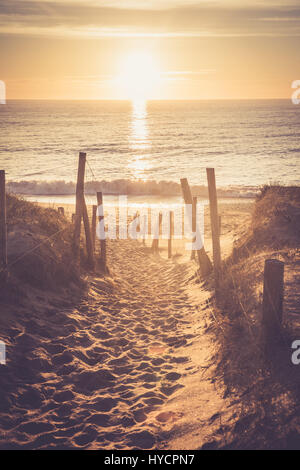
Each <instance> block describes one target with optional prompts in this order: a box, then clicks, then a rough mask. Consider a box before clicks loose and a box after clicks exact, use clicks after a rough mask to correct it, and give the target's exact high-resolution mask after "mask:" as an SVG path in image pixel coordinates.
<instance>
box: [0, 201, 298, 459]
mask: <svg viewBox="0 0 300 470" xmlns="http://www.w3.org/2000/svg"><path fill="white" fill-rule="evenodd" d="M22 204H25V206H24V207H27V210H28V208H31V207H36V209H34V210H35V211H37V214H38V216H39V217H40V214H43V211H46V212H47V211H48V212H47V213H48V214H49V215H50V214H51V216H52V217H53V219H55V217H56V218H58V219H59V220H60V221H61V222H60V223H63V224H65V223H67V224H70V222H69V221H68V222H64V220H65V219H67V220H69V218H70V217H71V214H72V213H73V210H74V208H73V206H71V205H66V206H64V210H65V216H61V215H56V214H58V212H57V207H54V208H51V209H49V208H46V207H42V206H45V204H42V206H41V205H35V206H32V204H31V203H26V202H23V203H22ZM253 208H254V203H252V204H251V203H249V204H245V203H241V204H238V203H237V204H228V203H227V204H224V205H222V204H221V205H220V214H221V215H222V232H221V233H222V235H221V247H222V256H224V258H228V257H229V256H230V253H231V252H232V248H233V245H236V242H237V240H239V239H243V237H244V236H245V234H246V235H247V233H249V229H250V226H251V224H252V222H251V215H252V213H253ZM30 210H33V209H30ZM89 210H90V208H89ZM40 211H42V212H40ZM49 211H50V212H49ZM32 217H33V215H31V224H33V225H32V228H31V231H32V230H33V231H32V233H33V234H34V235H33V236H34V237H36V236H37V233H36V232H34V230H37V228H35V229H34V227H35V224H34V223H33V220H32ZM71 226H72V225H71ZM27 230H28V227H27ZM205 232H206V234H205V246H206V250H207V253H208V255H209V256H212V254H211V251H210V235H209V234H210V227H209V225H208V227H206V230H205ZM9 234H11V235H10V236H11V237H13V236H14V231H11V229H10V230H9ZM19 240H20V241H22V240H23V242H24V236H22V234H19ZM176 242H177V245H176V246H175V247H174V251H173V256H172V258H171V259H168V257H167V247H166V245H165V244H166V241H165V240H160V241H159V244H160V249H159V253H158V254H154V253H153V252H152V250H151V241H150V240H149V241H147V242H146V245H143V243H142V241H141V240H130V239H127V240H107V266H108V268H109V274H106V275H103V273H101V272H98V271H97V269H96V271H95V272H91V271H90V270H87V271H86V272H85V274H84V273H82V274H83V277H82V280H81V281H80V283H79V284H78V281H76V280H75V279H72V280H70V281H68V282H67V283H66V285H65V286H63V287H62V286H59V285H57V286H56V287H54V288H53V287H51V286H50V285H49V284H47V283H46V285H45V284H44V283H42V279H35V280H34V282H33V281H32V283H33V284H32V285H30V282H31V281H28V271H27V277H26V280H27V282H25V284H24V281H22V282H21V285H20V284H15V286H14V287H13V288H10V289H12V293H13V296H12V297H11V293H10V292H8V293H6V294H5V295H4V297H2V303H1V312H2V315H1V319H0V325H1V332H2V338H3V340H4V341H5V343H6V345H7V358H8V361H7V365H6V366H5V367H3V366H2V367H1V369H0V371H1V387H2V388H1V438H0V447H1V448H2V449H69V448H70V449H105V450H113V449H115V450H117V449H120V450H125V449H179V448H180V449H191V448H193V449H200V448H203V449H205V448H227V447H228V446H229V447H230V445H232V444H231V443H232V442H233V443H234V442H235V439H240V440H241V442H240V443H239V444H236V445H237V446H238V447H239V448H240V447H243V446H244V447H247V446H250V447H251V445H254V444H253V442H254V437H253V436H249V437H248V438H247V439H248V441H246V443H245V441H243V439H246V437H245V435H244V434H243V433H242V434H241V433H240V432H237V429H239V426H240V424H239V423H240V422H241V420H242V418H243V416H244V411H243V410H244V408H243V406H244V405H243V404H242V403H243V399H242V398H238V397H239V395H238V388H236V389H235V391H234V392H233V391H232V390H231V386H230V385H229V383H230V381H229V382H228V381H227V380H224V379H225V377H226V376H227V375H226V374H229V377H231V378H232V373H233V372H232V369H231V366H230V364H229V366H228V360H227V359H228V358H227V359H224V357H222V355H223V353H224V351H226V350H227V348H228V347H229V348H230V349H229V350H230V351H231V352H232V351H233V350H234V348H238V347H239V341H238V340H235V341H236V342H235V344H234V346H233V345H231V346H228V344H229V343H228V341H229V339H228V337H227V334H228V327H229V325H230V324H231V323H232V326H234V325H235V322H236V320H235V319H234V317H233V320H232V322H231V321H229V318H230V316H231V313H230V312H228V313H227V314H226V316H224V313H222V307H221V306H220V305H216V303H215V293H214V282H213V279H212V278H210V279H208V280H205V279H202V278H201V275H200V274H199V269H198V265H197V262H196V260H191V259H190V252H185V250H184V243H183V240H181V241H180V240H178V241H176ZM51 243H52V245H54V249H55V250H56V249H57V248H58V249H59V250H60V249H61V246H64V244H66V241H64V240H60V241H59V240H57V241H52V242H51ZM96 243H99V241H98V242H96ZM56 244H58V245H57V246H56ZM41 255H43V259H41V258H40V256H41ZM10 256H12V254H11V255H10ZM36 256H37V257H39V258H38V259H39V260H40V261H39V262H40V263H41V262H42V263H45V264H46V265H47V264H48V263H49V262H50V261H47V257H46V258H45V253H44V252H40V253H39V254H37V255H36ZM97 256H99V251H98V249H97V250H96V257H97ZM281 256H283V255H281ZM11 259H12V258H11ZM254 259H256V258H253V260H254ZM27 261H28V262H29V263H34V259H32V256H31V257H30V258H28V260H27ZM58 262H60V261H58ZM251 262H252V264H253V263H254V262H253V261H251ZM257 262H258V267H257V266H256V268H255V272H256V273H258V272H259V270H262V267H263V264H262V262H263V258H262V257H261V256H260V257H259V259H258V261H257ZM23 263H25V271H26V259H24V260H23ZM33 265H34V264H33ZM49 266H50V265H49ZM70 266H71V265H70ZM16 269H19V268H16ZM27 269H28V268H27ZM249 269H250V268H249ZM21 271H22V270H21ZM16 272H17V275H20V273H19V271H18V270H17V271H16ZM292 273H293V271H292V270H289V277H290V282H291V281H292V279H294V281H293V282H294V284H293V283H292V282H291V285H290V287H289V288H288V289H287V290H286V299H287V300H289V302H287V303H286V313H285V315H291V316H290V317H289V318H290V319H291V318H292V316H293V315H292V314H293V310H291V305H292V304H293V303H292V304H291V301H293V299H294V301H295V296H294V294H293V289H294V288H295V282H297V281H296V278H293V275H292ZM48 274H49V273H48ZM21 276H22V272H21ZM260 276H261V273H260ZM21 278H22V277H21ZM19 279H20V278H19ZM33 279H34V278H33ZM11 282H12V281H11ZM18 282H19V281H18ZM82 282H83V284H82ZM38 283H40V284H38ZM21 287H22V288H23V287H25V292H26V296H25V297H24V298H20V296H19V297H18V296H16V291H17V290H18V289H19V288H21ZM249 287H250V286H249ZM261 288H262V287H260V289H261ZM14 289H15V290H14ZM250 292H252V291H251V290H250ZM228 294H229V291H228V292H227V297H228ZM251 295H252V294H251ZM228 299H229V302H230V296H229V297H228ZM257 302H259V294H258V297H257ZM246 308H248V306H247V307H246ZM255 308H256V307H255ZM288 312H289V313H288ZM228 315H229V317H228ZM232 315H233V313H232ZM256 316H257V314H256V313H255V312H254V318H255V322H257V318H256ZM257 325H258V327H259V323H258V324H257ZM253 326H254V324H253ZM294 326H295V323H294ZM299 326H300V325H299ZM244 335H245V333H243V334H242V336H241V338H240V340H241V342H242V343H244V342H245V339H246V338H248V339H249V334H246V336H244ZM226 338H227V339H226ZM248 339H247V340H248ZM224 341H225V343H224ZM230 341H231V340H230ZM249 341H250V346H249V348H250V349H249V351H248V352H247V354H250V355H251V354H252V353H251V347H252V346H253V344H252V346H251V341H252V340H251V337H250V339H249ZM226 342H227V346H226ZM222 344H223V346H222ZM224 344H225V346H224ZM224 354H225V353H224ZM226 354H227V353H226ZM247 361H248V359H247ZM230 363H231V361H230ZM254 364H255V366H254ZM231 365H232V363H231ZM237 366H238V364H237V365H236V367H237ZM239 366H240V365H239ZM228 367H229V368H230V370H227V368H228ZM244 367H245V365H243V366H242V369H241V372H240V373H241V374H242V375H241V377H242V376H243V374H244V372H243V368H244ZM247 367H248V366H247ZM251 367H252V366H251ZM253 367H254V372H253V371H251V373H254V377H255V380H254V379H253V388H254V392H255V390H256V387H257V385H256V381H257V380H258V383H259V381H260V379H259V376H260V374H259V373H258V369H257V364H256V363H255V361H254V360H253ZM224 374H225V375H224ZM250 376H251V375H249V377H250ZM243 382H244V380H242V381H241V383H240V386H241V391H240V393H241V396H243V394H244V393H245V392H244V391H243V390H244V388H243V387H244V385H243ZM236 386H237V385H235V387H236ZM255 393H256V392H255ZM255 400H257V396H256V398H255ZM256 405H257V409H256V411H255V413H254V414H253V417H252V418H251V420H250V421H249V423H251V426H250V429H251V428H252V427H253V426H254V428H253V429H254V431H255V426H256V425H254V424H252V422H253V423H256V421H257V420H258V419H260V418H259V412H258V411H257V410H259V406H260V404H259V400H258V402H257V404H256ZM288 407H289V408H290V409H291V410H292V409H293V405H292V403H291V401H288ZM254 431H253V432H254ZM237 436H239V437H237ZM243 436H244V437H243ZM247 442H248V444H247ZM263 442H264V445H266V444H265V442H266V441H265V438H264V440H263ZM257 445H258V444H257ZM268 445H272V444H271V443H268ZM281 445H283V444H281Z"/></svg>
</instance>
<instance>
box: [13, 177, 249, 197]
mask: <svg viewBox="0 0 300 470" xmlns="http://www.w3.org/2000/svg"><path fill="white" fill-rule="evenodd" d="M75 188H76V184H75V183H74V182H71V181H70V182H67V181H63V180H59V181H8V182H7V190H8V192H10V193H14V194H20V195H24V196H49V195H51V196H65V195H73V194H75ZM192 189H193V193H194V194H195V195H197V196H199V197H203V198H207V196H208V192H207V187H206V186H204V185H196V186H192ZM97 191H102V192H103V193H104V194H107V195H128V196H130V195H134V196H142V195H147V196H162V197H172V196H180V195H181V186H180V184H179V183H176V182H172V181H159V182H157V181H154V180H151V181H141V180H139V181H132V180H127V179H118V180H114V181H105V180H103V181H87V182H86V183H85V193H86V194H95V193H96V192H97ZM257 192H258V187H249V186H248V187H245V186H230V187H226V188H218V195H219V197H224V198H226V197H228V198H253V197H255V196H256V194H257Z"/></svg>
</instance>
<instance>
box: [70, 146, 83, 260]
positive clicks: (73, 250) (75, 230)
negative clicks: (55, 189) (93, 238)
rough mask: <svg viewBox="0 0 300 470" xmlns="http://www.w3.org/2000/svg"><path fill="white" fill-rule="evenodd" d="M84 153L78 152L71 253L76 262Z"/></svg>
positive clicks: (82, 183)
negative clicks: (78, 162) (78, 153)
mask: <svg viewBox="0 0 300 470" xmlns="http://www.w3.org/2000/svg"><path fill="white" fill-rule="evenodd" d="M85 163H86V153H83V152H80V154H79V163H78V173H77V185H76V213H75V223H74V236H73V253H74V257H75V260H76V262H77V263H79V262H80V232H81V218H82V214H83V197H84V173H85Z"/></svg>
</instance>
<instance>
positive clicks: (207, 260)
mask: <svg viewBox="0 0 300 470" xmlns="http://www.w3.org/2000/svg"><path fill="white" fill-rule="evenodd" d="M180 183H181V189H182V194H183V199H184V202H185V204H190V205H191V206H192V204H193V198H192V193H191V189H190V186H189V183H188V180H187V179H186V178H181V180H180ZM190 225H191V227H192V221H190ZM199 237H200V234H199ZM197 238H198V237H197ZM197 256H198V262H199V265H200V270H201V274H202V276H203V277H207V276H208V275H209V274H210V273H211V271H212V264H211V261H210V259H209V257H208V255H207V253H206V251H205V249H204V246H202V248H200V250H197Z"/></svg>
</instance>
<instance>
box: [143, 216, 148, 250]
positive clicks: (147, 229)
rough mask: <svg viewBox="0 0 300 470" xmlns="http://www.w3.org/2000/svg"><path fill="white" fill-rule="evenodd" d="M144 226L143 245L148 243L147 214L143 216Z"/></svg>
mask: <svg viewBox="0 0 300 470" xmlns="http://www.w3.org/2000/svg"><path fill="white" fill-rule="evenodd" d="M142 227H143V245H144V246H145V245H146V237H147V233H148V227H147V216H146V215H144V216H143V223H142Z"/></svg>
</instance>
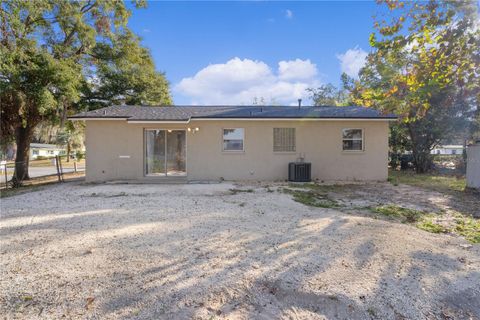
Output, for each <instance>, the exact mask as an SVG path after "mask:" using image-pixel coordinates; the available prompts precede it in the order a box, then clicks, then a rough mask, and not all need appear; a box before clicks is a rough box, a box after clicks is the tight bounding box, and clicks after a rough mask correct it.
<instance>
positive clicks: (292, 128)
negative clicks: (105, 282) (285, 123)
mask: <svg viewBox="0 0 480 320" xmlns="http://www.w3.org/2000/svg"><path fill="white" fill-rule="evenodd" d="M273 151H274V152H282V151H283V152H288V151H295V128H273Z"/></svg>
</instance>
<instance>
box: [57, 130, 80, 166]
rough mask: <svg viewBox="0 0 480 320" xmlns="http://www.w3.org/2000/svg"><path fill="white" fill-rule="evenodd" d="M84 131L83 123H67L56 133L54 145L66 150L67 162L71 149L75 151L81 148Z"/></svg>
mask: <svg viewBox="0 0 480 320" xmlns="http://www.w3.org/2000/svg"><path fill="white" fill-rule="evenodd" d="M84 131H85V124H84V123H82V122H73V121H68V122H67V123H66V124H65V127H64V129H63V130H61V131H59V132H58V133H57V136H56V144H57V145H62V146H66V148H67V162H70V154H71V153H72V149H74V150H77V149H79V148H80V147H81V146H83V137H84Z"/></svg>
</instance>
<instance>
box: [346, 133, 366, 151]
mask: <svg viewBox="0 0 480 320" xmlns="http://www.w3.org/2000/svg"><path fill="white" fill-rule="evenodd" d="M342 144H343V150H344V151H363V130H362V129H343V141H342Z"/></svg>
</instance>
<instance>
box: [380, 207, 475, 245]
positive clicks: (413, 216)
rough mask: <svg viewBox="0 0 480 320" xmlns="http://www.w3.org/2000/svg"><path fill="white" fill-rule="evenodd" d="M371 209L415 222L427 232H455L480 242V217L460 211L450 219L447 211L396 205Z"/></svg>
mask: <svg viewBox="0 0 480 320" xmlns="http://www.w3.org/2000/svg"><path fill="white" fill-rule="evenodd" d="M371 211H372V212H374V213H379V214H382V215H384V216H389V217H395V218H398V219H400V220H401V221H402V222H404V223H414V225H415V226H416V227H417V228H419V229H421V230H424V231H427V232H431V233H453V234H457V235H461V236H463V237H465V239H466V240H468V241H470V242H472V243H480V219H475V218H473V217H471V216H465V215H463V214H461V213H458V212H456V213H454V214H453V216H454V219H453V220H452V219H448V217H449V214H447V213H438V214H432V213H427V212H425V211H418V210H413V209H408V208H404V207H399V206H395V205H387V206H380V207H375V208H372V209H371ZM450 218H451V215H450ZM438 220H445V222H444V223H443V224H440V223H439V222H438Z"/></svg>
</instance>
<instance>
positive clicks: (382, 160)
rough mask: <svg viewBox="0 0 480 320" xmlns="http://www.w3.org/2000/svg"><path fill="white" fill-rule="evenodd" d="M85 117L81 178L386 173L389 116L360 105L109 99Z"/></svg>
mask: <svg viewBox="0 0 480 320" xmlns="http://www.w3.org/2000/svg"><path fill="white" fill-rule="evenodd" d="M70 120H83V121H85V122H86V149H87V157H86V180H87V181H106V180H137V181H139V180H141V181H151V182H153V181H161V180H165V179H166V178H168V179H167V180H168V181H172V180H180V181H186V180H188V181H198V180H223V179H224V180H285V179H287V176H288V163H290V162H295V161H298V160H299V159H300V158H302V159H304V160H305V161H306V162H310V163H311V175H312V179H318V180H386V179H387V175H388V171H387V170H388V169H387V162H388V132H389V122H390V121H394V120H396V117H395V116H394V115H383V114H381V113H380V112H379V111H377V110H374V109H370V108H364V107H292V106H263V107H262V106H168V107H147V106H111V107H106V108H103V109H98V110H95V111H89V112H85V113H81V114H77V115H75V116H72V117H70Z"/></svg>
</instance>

### [What is required]
Find the line with "box: [346, 133, 366, 151]" in the material above. Reproduce it and each line after it up to and including the line with "positive clicks: (382, 160)".

### [Output]
box: [346, 133, 366, 151]
mask: <svg viewBox="0 0 480 320" xmlns="http://www.w3.org/2000/svg"><path fill="white" fill-rule="evenodd" d="M342 144H343V150H344V151H363V130H362V129H343V141H342Z"/></svg>
</instance>
<instance>
box: [380, 207, 475, 245]
positive clicks: (413, 216)
rough mask: <svg viewBox="0 0 480 320" xmlns="http://www.w3.org/2000/svg"><path fill="white" fill-rule="evenodd" d="M371 209L415 222L427 232H455L480 242V217L460 211L450 219L447 211L396 205Z"/></svg>
mask: <svg viewBox="0 0 480 320" xmlns="http://www.w3.org/2000/svg"><path fill="white" fill-rule="evenodd" d="M371 211H372V212H374V213H379V214H382V215H384V216H389V217H395V218H398V219H400V220H401V221H402V222H404V223H414V225H415V226H416V227H417V228H419V229H421V230H424V231H427V232H431V233H453V234H457V235H461V236H463V237H465V239H466V240H468V241H470V242H472V243H480V219H475V218H473V217H471V216H465V215H463V214H461V213H458V212H456V213H454V214H453V216H454V219H453V220H452V219H448V217H449V214H447V213H438V214H432V213H427V212H425V211H418V210H413V209H408V208H404V207H399V206H395V205H387V206H380V207H375V208H372V209H371ZM450 218H451V215H450ZM438 220H445V222H444V223H443V224H440V223H439V222H438Z"/></svg>
</instance>
<instance>
positive clicks: (382, 160)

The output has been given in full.